[WHAT THIS TASK INVOLVES]
Can you add -33 to each coordinate in the answers and write out every line of the entries again, starting with the line containing "Practice step: locate the tiled" and running through the end of the entries?

[DATA ENTRIES]
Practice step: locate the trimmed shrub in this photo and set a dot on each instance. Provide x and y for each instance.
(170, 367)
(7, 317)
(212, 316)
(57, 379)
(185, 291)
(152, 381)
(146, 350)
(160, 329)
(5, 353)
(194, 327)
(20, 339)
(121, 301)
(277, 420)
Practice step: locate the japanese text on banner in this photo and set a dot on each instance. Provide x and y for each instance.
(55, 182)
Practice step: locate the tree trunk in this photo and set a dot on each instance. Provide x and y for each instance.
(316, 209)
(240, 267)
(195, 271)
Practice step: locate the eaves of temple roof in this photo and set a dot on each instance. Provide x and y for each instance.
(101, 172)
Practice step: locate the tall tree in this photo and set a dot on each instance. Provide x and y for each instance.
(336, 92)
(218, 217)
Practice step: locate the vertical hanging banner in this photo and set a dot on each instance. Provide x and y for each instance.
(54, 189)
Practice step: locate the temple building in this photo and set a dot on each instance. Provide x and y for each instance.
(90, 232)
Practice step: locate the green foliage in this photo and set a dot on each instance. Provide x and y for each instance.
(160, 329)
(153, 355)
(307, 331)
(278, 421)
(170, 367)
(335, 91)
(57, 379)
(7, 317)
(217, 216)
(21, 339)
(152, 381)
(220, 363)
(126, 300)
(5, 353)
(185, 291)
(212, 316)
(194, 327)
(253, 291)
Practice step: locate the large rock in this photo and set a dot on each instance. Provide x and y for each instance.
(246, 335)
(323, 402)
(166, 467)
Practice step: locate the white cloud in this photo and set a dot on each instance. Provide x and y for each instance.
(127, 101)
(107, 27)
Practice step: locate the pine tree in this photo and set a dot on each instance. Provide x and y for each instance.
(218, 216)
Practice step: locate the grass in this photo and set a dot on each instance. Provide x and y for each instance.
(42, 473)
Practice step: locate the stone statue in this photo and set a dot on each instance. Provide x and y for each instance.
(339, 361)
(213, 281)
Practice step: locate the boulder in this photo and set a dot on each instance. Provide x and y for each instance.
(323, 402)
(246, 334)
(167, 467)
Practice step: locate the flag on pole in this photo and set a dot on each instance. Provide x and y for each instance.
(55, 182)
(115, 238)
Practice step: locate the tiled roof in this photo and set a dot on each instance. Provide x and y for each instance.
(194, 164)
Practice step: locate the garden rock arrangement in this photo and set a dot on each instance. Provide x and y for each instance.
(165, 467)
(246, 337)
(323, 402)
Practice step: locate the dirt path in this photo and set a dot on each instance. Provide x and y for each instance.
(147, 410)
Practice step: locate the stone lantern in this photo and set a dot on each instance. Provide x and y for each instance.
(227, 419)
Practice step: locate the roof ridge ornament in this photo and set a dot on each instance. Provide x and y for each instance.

[COMPLETED EXERCISE]
Practice step: locate the tiled roof in this photo and set a dot on each instance. Provide x and y for each instance.
(161, 131)
Practice step: locate the garden rock arrangement in this photo and set a dot on each instance. Provide x and y for each instance.
(132, 434)
(213, 304)
(290, 369)
Practice step: locate the dirt path in this photo and set a dot on each instance. Provide x and y for each instance.
(114, 377)
Practice step: locate the stone lantern in this photo and set a dot on each instance. Provide x and y for each instance.
(194, 386)
Practice step: locate the roof ridge ornament in this photo and set a dot on each instance. Provide x and y for each instance.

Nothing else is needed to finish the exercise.